* _Document passage_:
Night Man is almost immediately struck by lightning, which sadly does not fuse his saxophone to his lips so that he becomes a jazz monstrosity, and racks up a lifetime of tired nurses explaining to horrified newbies that one ♪DOOT♪ means Sax-face is hungry while two ♫BLATS♫ is for ‘full diaper.’
Instead, the accident grants Johnny psychic powers. Well, psychic power. You see, now his brain is tuned to the frequency of evil, like evil is a radio station and Night Man is a knob in the other sense of the word. I’m not making any of that up — the creator of Night Man is barely making that up. That only technically counts as imagination, and would earn you a C- on Reading Rainbow even though none of the other children are getting a grade.
Here’s the face Night Man makes when he listens to KEVL.
He looks like you just told him for the very first time that some letters can represent numbers. He looks like the news just broke into Baywatch to announce that the president cancelled surfing. That’s the expression you’ll find on every personal trainer’s face when you tell them you’re not interested in a free session.
‘Evil frequency detection’ is his only innate power, but you will still see Night Man flying, going invisible, and firing lasers because at least one producer realized ‘fuckably dumb dude discovers the concept of subterfuge’ only worked for Burn Notice. The whole pilot revolves around Night Man gaining his superpower, then immediately using it to go after a suit that gives him better superpowers. And it’s the suit that really draws the Batman comparisons Night Man is in no way prepared to make. Johnny Domino is clearly supposed to be a suave Bruce Wayne-like figure, but his every expression is ‘unfrozen caveman encountering robot dog’ and he drives a Plymouth Prowler: The official car of regret.
Prowlers were only bought by paunchy old white men in the early stages of dementia who’d temporarily forgotten what cool looked like but still felt pressured to take a hasty guess. Prowlers look like John Waters turned into a car, Turbo Teen-style, but lost all of his charm in the transition between man and machine.
Hyping up the Prowler as a bitchin’ new supercar really nails down the window this show operates in: The world was only stupid enough to think Prowlers were cool for like two weeks in the Spring of 1997, and never again, and then so far the other direction that it actually undid those two weeks and I started off this sentence telling you the truth but now it has become a lie.
It’s clear they got that Prowler for free in a promotional deal, because Night Man had a budget of “whatever Hercules: The Legendary Journeys didn’t use” and they might have been… proud of it? Most other shows in the ‘90s had just discovered two things: CGI and the fact that they had no budget for CGI. Most of their rendered abominations were backgrounded, blurred, darkened — Night Man had no such shame, which should surprise none of us after Hunk McPecs answered a phone in a towel then hopped in a Prowler.

* _Stated goal_:
Retype the Night Man passage from "It’s clear they" to "in a Prowler.", leaving every word and mark unchanged.

* _Material_:
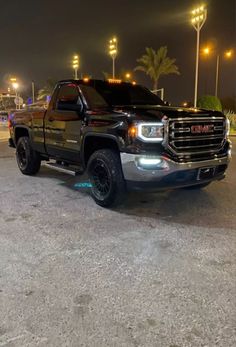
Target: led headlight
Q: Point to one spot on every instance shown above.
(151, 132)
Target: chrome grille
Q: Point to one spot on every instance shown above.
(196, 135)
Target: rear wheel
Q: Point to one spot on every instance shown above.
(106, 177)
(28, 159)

==

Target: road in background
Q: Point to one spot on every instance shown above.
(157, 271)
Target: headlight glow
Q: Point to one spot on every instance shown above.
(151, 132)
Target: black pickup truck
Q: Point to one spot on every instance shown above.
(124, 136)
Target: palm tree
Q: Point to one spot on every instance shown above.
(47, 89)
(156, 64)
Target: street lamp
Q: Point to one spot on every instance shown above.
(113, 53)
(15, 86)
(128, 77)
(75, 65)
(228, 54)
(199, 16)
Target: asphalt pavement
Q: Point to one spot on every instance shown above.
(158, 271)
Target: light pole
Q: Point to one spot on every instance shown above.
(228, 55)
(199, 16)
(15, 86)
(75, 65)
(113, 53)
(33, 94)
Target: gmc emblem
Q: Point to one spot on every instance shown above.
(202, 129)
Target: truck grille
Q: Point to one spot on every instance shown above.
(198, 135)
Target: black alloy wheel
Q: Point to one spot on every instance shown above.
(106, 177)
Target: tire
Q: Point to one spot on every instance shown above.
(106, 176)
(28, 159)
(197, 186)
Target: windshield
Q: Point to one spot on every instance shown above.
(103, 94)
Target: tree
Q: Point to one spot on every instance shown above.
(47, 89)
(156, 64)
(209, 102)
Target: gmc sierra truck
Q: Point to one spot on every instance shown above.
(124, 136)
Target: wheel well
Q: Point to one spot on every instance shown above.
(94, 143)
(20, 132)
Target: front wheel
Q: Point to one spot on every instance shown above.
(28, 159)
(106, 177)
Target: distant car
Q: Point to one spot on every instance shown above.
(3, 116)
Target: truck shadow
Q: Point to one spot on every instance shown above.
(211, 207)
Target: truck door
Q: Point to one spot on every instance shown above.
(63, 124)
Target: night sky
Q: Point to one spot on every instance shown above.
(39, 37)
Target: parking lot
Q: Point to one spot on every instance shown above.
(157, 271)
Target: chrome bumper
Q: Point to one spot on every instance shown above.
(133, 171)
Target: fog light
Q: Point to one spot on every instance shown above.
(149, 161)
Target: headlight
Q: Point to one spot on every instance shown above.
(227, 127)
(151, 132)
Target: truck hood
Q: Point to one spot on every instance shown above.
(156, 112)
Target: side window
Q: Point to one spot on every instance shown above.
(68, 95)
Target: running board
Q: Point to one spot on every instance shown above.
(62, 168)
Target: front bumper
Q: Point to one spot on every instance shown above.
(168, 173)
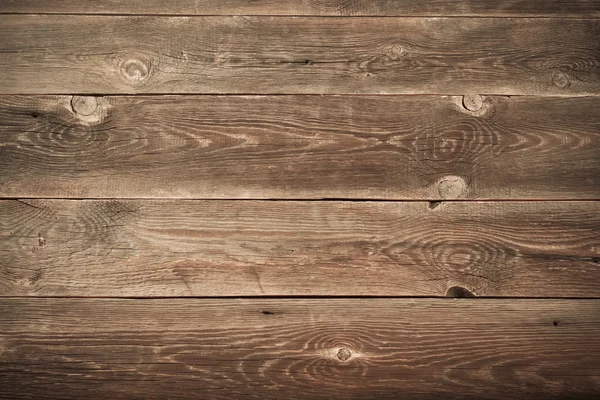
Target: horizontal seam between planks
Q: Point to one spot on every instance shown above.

* _Written reply_:
It’s clear they got that Prowler for free in a promotional deal, because Night Man had a budget of “whatever Hercules: The Legendary Journeys didn’t use” and they might have been… proud of it? Most other shows in the ‘90s had just discovered two things: CGI and the fact that they had no budget for CGI. Most of their rendered abominations were backgrounded, blurred, darkened — Night Man had no such shame, which should surprise none of us after Hunk McPecs answered a phone in a towel then hopped in a Prowler.